** BEGIN INPUT DATA **

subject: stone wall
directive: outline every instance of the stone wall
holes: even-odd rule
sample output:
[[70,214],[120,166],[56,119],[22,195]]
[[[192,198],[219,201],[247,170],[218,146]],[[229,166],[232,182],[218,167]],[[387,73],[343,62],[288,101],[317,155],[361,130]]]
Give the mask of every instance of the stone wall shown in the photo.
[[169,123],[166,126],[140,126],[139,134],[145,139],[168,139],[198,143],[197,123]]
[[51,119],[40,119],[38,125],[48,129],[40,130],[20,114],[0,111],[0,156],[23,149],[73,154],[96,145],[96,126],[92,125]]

** END INPUT DATA **

TASK DESCRIPTION — Copy out every line of the material above, keeping each character unchanged.

EXERCISE RESULT —
subject: stone wall
directive: outline every instance of the stone wall
holes: even-odd rule
sample output:
[[70,214],[120,166],[56,119],[22,195]]
[[[192,198],[219,201],[247,170],[218,146]],[[229,166],[232,182],[218,167]],[[387,73],[343,62],[288,101],[317,155],[361,130]]]
Give the mask of every instance of the stone wall shown in the photo.
[[169,123],[166,126],[140,126],[139,134],[145,139],[168,139],[198,143],[197,123]]
[[51,119],[40,119],[38,125],[48,129],[40,130],[20,114],[0,111],[0,156],[23,149],[73,154],[96,145],[96,126],[92,125]]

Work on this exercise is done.